• Exercise details
Each entry has to be copied exactly, with nothing missed.

--- start Records supplied ---

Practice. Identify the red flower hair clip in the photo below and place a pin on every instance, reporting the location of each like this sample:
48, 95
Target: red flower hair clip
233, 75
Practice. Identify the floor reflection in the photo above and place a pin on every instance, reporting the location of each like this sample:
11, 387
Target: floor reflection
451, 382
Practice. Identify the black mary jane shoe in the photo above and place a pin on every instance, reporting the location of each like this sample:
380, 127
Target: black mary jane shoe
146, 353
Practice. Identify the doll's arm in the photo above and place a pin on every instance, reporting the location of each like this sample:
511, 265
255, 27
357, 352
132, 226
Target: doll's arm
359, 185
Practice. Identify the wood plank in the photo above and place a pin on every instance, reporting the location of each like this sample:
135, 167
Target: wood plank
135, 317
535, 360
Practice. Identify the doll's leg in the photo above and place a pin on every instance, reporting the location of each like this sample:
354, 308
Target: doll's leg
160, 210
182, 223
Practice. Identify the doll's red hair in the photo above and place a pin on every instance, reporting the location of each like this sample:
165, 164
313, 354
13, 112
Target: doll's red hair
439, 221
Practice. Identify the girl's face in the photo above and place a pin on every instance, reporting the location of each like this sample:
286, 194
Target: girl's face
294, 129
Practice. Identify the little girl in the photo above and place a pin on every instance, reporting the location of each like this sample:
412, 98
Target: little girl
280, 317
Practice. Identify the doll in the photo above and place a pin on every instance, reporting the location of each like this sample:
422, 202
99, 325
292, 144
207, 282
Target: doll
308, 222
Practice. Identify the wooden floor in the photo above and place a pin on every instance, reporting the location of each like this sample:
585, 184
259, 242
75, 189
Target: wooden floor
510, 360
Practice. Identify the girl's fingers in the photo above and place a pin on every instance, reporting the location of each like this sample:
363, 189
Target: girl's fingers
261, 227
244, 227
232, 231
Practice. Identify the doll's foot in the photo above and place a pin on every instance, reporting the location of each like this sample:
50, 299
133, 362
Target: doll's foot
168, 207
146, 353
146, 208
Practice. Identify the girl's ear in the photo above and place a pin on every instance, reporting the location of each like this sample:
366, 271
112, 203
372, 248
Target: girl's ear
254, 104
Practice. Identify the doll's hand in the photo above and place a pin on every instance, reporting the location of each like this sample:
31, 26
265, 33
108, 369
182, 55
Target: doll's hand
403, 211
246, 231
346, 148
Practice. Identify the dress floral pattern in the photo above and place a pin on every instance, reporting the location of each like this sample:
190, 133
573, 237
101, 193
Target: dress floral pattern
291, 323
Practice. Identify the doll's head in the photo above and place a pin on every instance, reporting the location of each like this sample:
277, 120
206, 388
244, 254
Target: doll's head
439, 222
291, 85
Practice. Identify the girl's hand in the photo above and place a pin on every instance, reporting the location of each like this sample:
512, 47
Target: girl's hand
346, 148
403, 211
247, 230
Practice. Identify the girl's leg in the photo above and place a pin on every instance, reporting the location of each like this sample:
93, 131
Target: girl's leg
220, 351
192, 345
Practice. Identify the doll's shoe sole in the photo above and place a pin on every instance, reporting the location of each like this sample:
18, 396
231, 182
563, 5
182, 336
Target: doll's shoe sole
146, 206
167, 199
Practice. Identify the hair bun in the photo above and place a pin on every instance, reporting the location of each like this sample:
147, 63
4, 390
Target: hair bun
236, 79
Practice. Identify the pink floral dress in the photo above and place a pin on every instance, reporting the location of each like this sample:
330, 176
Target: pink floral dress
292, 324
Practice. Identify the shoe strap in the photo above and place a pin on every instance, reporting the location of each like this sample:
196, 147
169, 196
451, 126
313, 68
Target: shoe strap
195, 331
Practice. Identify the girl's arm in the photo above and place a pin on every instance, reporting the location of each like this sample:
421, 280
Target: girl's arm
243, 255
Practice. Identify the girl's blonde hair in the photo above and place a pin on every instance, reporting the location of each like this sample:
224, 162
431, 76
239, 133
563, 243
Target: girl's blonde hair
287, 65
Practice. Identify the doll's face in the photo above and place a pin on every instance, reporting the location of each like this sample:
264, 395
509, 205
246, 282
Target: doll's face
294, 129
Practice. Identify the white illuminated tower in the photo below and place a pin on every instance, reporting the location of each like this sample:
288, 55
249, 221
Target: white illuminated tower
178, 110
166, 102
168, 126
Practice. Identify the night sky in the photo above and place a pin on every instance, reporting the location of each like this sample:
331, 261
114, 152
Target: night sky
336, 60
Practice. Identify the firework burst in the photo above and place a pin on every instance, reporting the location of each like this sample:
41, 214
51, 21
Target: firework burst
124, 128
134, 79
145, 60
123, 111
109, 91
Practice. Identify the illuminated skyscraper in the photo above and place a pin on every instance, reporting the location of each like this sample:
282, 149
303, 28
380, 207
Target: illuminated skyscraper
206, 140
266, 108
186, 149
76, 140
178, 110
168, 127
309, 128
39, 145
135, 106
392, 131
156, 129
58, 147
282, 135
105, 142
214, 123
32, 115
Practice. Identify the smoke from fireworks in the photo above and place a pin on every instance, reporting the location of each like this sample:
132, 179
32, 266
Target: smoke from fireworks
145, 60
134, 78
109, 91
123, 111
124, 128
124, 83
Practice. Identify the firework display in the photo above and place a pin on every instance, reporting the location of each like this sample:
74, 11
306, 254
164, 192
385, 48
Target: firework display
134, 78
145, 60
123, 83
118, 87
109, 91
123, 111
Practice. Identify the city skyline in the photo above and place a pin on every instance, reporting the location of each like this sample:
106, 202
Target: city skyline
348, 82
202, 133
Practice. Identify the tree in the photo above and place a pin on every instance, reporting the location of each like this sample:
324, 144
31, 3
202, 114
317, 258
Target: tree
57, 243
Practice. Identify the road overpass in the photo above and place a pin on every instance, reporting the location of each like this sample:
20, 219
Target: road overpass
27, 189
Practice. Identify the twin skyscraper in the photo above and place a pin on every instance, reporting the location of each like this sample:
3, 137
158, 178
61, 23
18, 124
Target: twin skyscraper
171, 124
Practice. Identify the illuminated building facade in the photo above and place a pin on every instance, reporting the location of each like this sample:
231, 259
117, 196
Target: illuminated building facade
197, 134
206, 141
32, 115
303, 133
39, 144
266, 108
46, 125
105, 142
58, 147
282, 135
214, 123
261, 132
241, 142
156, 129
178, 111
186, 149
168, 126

--- end Records supplied ---

• Worked solution
Practice. Identify the red flower hair clip in the photo below and place a pin on every instance, reporting the location of each like this sample:
48, 95
Target: red flower hair clip
233, 75
Practice. Identify the floor reflection in the photo above and place a pin on every instance, reporting the location of each like this sample:
11, 387
Target: floor reflection
451, 382
Practice. Identify the black mary jane shoe in the photo above and place a pin on every instance, reporting the location of each like this sample:
380, 127
Target: black mary jane shoe
146, 353
Practice. Identify the doll's arm in the photo above and place a pin on every instance, reporting the location of each like this sample:
511, 265
255, 27
357, 352
132, 226
Target: doll's arm
359, 185
Practice. Identify the wood plank in the photo above and place a pin on every instance, reporting the location of each like this sample:
135, 167
Target: wood plank
135, 317
535, 360
Practice. Identify the doll's leg in the photo above and place a pin on every instance, reporting the location of each like this sample:
354, 308
Target: doll's leg
160, 210
182, 223
Practice. Identify the doll's red hair in the photo above and place a pin on every instance, reporting the location of each like this sample:
165, 164
313, 354
13, 112
Target: doll's red hair
439, 221
Practice. Identify the girl's face in the photo above and place a pin on every instance, reporting the location of each like this sample:
286, 194
Target: girl's face
294, 129
Practice. Identify the little girl in the photo above and place a pin on every instance, reporting the location of each like this sample:
412, 98
Target: little girl
280, 317
Practice. Identify the doll in the photo above and place a pin on every instance, reporting the location of each like this sample:
422, 202
99, 325
292, 144
207, 282
Target: doll
308, 222
Practice. Identify the wooden floor in the photo above and place a pin on every instance, reporting the location of each like this sample:
585, 184
259, 242
75, 189
Target: wooden floor
510, 360
Practice. Identify the girl's fingers in the photo above and place a pin on every instance, reporting the location of each like this sample:
363, 189
Target: girl's fingers
261, 227
244, 227
232, 231
Practice. Identify the doll's foot in the photo above and place a pin on every instance, reporting the location of each like this sample:
50, 299
133, 362
Target: doll's foot
168, 207
146, 353
146, 208
Practice. Identify the girl's ear in the photo above and place a pin on every instance, reporting the location of each like this sample:
366, 271
112, 203
372, 248
Target: girl's ear
254, 104
Practice. Identify the doll's hand in the photo above and place a pin on every instance, reporting the location of each like this sample:
31, 26
265, 33
108, 369
182, 55
Target: doll's hand
403, 211
246, 231
346, 148
Practice. Identify the dress floral pattern in the photo above and place a pin on every instance, reporting the location of each like this sample:
190, 133
573, 237
101, 193
Target: dress floral pattern
291, 323
Practice. Identify the doll's head in the photo above and place a pin on every instance, reporting the location of each like this sample:
277, 120
206, 388
244, 254
Target: doll's head
439, 222
291, 85
Practice. Identify the girl's hand in the photo above and place a pin on every instance, reporting the location of each like this sample:
512, 47
Target: girl's hand
346, 148
403, 211
247, 230
Practice. Identify the girl's leg in the photo above and place a pin on every instance, reporting the location of each like this sample:
93, 131
Target: girl's leg
220, 351
192, 345
Practice. Identify the doll's shoe sole in the photo above and place a pin on every instance, reporting the location of each like this sample:
18, 396
231, 182
563, 5
182, 336
Target: doll's shoe sole
146, 206
167, 199
Practice. Identify the hair bun in the photo above and place a pin on every instance, reporting the location of each like this sample:
147, 63
4, 390
Target: hair bun
236, 79
Practice. Identify the pink floral dress in the photo above and place a pin on every instance, reporting the location of each like this sample:
330, 176
Target: pink floral dress
292, 324
Practice. Identify the shoe strap in the photo above and place a pin on every instance, reporting the location of each like this sample:
196, 147
169, 196
451, 126
313, 68
Target: shoe strap
195, 331
Practice. Identify the girl's arm in the photo above and place a pin on every instance, reporting the location of each like this sample:
421, 280
Target: girl's arm
243, 255
Practice. Identify the girl's blonde hair in the photo above and place a pin on every instance, reporting the location of each like this sample:
224, 162
431, 76
239, 133
563, 243
Target: girl's blonde hair
287, 65
Practice. Identify the doll's face in the photo above and place a pin on every instance, reporting the location of each like this sample:
264, 395
509, 205
246, 282
Target: doll's face
294, 129
Practice. Identify the white illuminated tower in the photo below and place a pin on every instance, reporting the location of each like this sample:
288, 55
249, 221
Target: white illuminated tower
178, 110
166, 102
168, 126
Practice. Identify the night sky in the photo above and place a pin on every instance, reporting the location of each like this sample:
331, 261
114, 152
Target: night sky
336, 60
Practice. Identify the firework burst in the photo above and place a pin on every instance, reporting the location of each like this sample:
41, 214
51, 21
Target: firework burst
124, 128
134, 79
145, 60
123, 111
109, 91
Practice. Identify the illuminated skyscraper in the photo above and place a pin on every instance, reporting the location of each like this sample:
282, 149
303, 28
380, 207
Target: illuminated skyscraper
206, 140
266, 108
186, 149
76, 140
178, 110
168, 127
309, 128
39, 145
135, 106
392, 131
156, 129
58, 147
282, 135
105, 142
214, 123
32, 115
Practice. Identify the smoke from fireworks in the photo above and place a pin on every instance, reporting the location of each like this sample:
132, 179
32, 266
Target: smoke from fireworks
145, 60
134, 78
109, 91
123, 111
124, 128
124, 83
Practice. Identify the firework display in the photo above and place a pin on every instance, reporting the location of each like this sample:
74, 11
306, 254
164, 192
385, 48
Target: firework display
134, 78
145, 60
123, 83
118, 87
109, 91
123, 111
Practice. Identify the city skyline in the photo above and place a pin on every instance, reporting the location of each like this sample:
106, 202
Target: city skyline
348, 82
202, 133
Practice. Identify the tree in the photo above and place a pin on every instance, reporting the location of each like this sample:
324, 144
31, 3
202, 114
317, 258
Target: tree
57, 243
Practice. Identify the road overpass in the photo above and place a pin on every instance, reporting the location of each like this sample:
20, 219
Target: road overpass
27, 189
Practice. Identify the twin skyscraper in the photo above and place a pin on every instance, reporting the location of each like this sample:
3, 137
158, 178
61, 23
18, 124
Target: twin skyscraper
171, 124
Practice. Identify the illuminated building facade in the photo above and place a pin on every instance, reporting the location of each like this sample:
231, 259
117, 196
Target: illuminated building facade
197, 134
206, 141
32, 115
303, 133
39, 144
266, 108
46, 125
105, 142
58, 147
282, 135
214, 123
261, 132
241, 142
156, 129
178, 111
186, 149
168, 126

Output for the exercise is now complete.